Most widgets work on monochrome displays if color settings are left at default
values. If a color is specified, drivers in this repo will convert it to black
or white depending on its level of saturation. A low level will produce the
background color, a high level the foreground. Consequently demos written for
color displays will work on monochrome units.

On a monochrome OLED display the background is black and the foreground is
white. This contrasts with ePaper units where the foreground is black on a
white background. The display drivers perform this inversion so that user
code renders as expected on color, mono OLED or ePaper units.

At the bit level `1` represents the foreground. This is white on an emitting
display such as an OLED. On a Sharp display it indicates reflection. On an
ePaper display it represents black. Given that `1` is the foreground color,
explicitly specifying `BLACK` on an ePaper will produce `0` as black has (very)
low saturation. In this context the resultant physically white background
color may come as a surprise.

In general the solution is to leave color settings at default.

### 3.1.3 Display update mechanism

A typical application comprises various widgets displaying user data. When a
widget's `value` method is called, the framebuffer's contents are updated to
reflect the widget's current state. The framebuffer is transferred to the
physical hardware when `refresh(device)` is called. This allows multiple
widgets to be refreshed at the same time. It also minimises processor overhead:
`.value` is generally fast, while `refresh` is slow because of the time taken
to transfer an entire buffer over SPI.

### 3.1.4 ePaper displays

On ePaper displays `refresh` is both slow and visually intrusive, with the
display flashing repeatedly. This made them unsatisfactory for displaying
rapidly changing information. There is a new breed of ePaper display supporting
effective partial updates notably
[the Waveshare Pico paper 4.2](https://www.waveshare.com/pico-epaper-4.2.htm).
This can be used in such roles and is discussed in
[EPD Asynchronous support](./DRIVERS.md#6-epd-asynchronous-support).

###### [Contents](./README.md#contents)

## 3.2 Label class

The purpose of a `Label` instance is to display text at a specific screen
location.

Text can be static or dynamic. In the case of dynamic text the background is
cleared to ensure that short strings cleanly replace longer ones.

Labels can be displayed with an optional single pixel border.

Colors are handled flexibly. By default the colors used are those of the
`Writer` instance, however they can be changed dynamically; this might be used
to warn of overrange or underrange values. The `color15.py` demo illustrates
this.

Constructor args:
1. `writer` The `Writer` instance (font and screen) to use.

•••

# What to do:
Please carry on the display widget documentation above from its last line.

•••

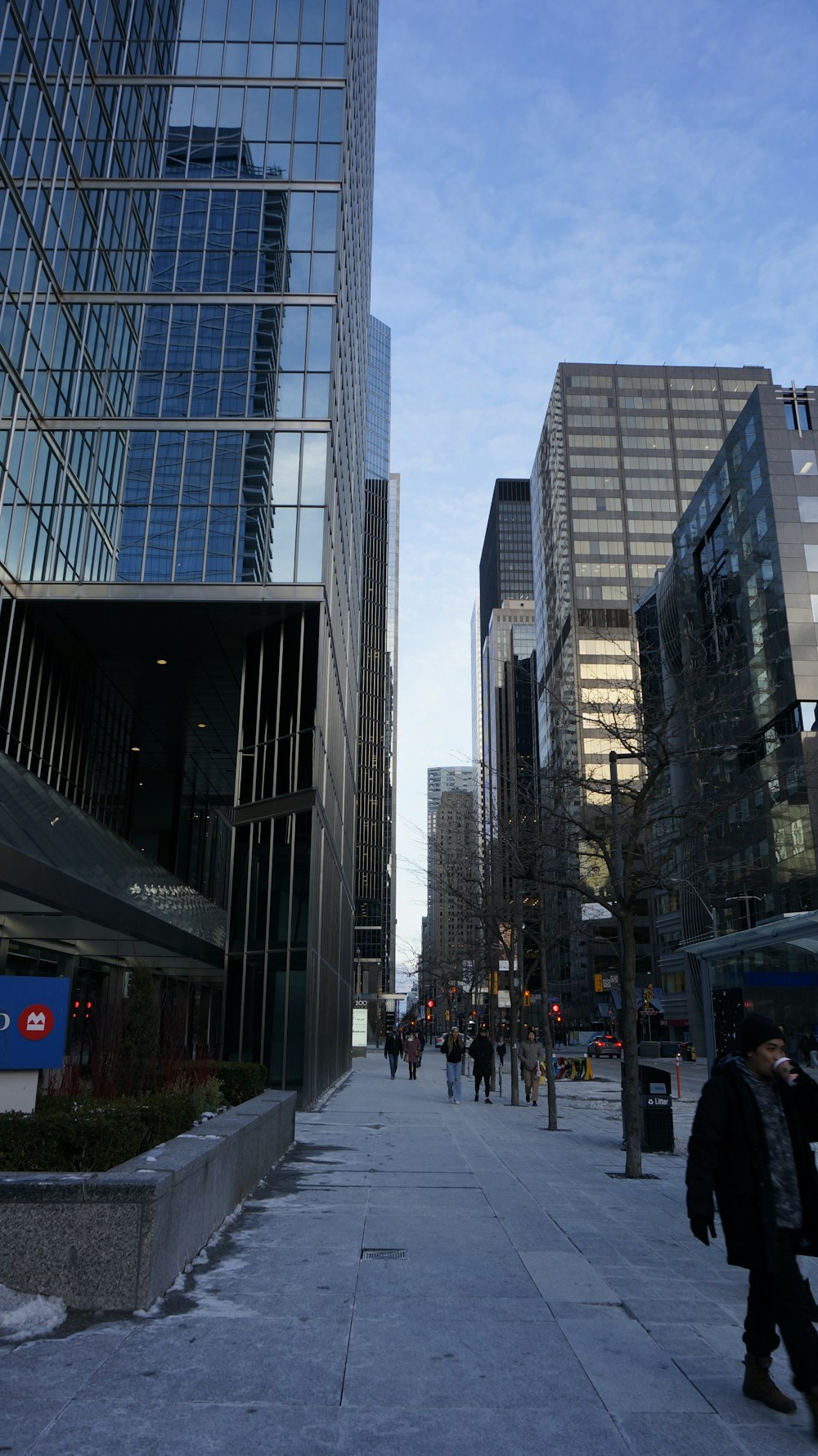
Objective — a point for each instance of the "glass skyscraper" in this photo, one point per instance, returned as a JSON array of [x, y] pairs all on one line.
[[377, 720], [622, 453], [185, 248], [735, 618]]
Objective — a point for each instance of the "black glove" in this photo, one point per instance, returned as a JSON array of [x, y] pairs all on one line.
[[700, 1226]]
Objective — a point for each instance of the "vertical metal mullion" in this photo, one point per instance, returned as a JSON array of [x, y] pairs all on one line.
[[276, 724]]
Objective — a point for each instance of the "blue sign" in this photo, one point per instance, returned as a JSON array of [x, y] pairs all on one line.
[[34, 1011]]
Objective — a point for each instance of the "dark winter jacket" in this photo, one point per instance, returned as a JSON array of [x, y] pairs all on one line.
[[728, 1157], [481, 1053], [453, 1049]]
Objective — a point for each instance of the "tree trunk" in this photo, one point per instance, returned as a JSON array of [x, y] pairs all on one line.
[[515, 1075], [547, 1043], [551, 1084], [631, 1085]]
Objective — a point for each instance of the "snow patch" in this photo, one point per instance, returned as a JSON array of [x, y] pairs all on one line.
[[22, 1317]]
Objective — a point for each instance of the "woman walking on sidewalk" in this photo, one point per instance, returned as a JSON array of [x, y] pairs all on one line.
[[453, 1052], [530, 1058], [412, 1054]]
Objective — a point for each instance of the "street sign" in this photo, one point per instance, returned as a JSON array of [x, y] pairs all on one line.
[[34, 1011]]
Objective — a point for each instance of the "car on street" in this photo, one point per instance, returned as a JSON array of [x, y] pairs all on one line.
[[605, 1047]]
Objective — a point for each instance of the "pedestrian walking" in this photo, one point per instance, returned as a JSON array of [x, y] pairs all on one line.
[[482, 1056], [750, 1151], [412, 1054], [453, 1049], [530, 1056], [393, 1049]]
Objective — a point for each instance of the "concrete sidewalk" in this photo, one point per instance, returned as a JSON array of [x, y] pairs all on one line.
[[526, 1297]]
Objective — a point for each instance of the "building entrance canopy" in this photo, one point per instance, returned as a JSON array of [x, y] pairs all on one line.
[[798, 929], [67, 879]]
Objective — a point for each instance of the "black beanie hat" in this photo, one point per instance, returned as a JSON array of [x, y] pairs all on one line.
[[753, 1031]]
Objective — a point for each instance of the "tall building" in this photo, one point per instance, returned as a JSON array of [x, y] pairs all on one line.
[[735, 616], [507, 580], [507, 569], [450, 830], [452, 913], [184, 317], [510, 739], [622, 453], [377, 718]]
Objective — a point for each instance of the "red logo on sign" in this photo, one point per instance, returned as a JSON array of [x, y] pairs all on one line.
[[35, 1022]]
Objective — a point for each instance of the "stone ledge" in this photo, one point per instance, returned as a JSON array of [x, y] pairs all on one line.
[[117, 1241]]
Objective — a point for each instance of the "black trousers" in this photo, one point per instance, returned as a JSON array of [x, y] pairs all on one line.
[[779, 1301]]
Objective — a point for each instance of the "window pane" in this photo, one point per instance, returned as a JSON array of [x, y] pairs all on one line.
[[313, 470], [310, 545], [283, 543], [285, 468]]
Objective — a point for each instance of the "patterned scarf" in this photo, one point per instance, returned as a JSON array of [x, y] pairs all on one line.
[[779, 1148]]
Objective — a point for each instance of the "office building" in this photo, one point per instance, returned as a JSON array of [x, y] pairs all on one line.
[[450, 849], [622, 453], [377, 717], [735, 616], [507, 580], [184, 317]]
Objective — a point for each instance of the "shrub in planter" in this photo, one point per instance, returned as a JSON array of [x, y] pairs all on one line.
[[92, 1135], [240, 1081]]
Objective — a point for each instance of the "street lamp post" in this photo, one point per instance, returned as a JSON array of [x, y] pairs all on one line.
[[680, 880], [744, 899]]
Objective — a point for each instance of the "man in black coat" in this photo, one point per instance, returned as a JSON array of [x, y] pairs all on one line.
[[393, 1049], [750, 1149], [481, 1053]]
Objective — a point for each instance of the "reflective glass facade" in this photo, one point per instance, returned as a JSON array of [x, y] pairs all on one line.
[[377, 720], [622, 453], [185, 236], [739, 606]]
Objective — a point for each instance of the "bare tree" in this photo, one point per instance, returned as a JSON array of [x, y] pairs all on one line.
[[614, 825]]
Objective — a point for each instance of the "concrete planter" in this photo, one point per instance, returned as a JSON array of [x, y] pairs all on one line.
[[117, 1241]]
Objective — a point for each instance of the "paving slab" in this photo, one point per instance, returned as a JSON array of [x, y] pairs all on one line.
[[534, 1290]]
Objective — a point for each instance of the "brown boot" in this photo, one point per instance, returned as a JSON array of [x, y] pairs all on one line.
[[812, 1403], [758, 1385]]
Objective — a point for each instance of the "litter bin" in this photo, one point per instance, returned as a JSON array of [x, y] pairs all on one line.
[[655, 1110]]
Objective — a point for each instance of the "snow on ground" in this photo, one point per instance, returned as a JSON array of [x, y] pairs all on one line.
[[22, 1317]]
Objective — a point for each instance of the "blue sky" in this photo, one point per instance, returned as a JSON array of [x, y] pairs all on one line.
[[601, 181]]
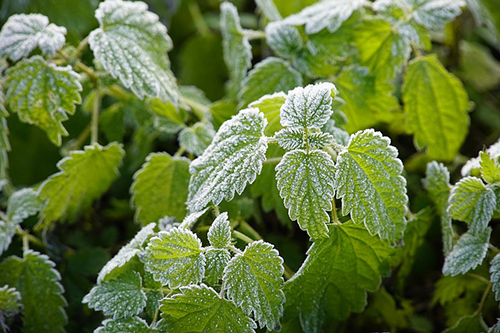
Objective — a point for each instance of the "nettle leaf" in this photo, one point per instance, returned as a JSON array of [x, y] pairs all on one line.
[[22, 33], [381, 49], [126, 253], [270, 106], [10, 300], [269, 76], [217, 260], [305, 181], [36, 279], [120, 298], [197, 137], [254, 283], [233, 159], [236, 47], [219, 234], [495, 276], [201, 309], [490, 170], [284, 39], [84, 177], [472, 202], [367, 100], [127, 325], [328, 14], [334, 279], [468, 253], [436, 106], [132, 44], [308, 107], [368, 180], [43, 94], [175, 258], [160, 188]]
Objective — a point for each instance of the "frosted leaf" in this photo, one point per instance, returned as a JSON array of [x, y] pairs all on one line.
[[219, 234], [490, 170], [175, 258], [197, 137], [254, 283], [308, 107], [368, 180], [217, 260], [22, 33], [269, 76], [328, 14], [436, 107], [305, 181], [120, 298], [131, 44], [233, 159], [127, 325], [472, 202], [284, 39], [126, 253], [43, 94], [468, 253], [84, 176], [236, 47], [201, 309]]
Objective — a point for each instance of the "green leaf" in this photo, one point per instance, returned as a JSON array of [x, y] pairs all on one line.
[[269, 76], [468, 253], [324, 14], [160, 188], [36, 279], [22, 33], [308, 107], [31, 93], [120, 298], [254, 283], [236, 47], [368, 180], [126, 254], [334, 279], [132, 44], [127, 325], [495, 276], [10, 300], [200, 309], [175, 258], [436, 107], [381, 49], [197, 138], [84, 177], [305, 181], [472, 202], [367, 100], [233, 159], [219, 234], [217, 260]]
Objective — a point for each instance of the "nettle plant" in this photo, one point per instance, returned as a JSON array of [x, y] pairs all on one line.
[[296, 128]]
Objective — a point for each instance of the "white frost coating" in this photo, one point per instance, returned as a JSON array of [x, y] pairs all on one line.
[[233, 159], [127, 252], [324, 14], [368, 180], [468, 253], [131, 44], [305, 181], [23, 33], [308, 107]]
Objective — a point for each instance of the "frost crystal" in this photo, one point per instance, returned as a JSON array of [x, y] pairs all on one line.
[[23, 33]]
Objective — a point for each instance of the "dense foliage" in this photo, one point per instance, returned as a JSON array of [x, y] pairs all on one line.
[[294, 166]]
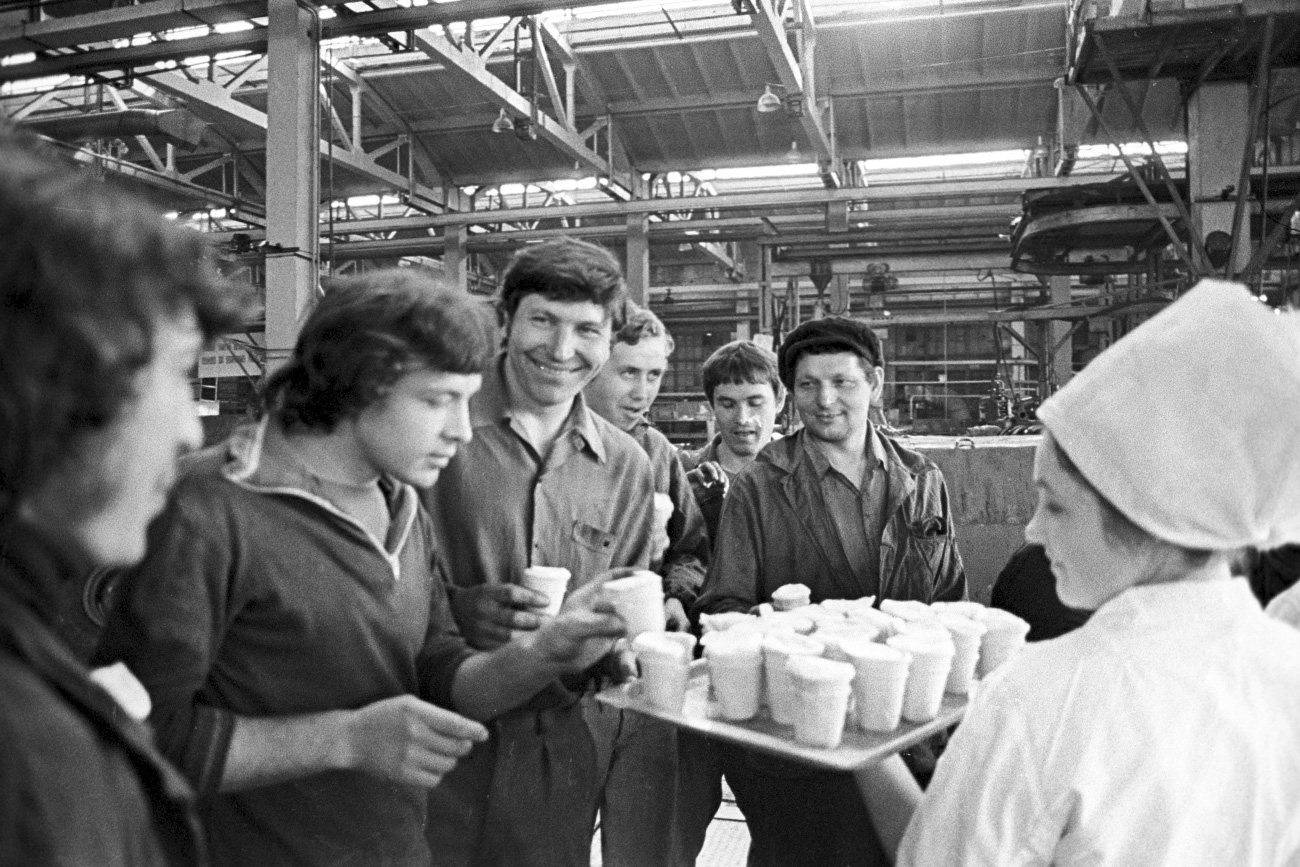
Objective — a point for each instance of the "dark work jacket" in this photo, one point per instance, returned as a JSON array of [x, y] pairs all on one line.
[[81, 781], [778, 529]]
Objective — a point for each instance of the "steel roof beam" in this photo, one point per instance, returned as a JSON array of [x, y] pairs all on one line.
[[794, 76], [215, 103], [472, 70], [160, 16], [388, 115]]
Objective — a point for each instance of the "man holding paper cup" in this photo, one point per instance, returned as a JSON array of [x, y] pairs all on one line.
[[622, 393], [544, 482], [290, 618], [850, 514]]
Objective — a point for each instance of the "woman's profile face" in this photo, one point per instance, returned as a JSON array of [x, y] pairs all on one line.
[[1069, 523], [105, 497]]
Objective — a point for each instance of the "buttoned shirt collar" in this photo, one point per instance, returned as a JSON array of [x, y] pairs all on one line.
[[492, 406]]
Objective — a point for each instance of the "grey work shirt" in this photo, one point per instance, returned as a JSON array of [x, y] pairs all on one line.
[[499, 507], [861, 508]]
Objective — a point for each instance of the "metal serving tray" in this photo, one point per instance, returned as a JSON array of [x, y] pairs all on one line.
[[856, 750]]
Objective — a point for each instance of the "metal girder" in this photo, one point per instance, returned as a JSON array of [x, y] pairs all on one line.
[[212, 100], [794, 76], [160, 16], [388, 115], [174, 185], [472, 69]]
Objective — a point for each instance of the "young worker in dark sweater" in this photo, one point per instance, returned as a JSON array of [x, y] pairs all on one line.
[[638, 754], [103, 310], [290, 619]]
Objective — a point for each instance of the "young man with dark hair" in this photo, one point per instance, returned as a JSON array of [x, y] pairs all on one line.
[[290, 618], [848, 512], [745, 394], [545, 482], [637, 754], [103, 310]]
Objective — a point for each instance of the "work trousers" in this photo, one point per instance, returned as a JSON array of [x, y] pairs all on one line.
[[636, 758]]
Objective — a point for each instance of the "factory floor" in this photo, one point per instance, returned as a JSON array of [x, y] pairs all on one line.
[[726, 845]]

•••

# Result for this exercise:
2. `row` Location on screen.
3. `col`
4. `text` If a string is passed it is displayed: typically used for static
text. If an integer is passed it is interpreted as the maximum text length
in pixels; typically obtained from `writer.stringlen('-99.99')`. Nothing is
displayed until `.value()` is called. Intended for dynamic text fields.
5. `invert=False` Display in inverted or normal style.
6. `fgcolor=None` Optionally overrides the `Writer` colors.
7. `bgcolor=None`
8. `bdcolor=False` If `False` no border is displayed. If `None` a border is
shown in the `Writer` foreground color. If a color is passed, it is used.
9. `align=ALIGN_LEFT` By default text in labels is left aligned. Options are
`ALIGN_RIGHT` and `ALIGN_CENTER`. These options can only take effect if a
large enough field width is passed to `text`.

The constructor displays the string at the required location.

Methods:
1. `value` Redraws the label. This takes the following args:
* `text=None` The text to display. If `None` displays the last value.
* ` invert=False` If true, show inverse text.
* `fgcolor=None` Foreground color: if `None` the `Writer` default is used.
* `bgcolor=None` Background color, as per foreground.
* `bdcolor=None` Border color. As per above except that if `False` is
passed, no border is displayed. This clears a previously drawn border.
* `align=None` Use alignment specified in constructor unless one of the
module constants is passed.
Returns the current text string.
2. `show` No args. (Re)draws the label. Primarily for internal use by GUI.

Module Constants:
* `ALIGN_LEFT=0`
* `ALIGN_RIGHT=1`
* `ALIGN_CENTER=2`

If populating a label would cause it to extend beyond the screen boundary a
warning is printed at the console. The label may appear at an unexpected place.
The following is a complete "Hello world" script.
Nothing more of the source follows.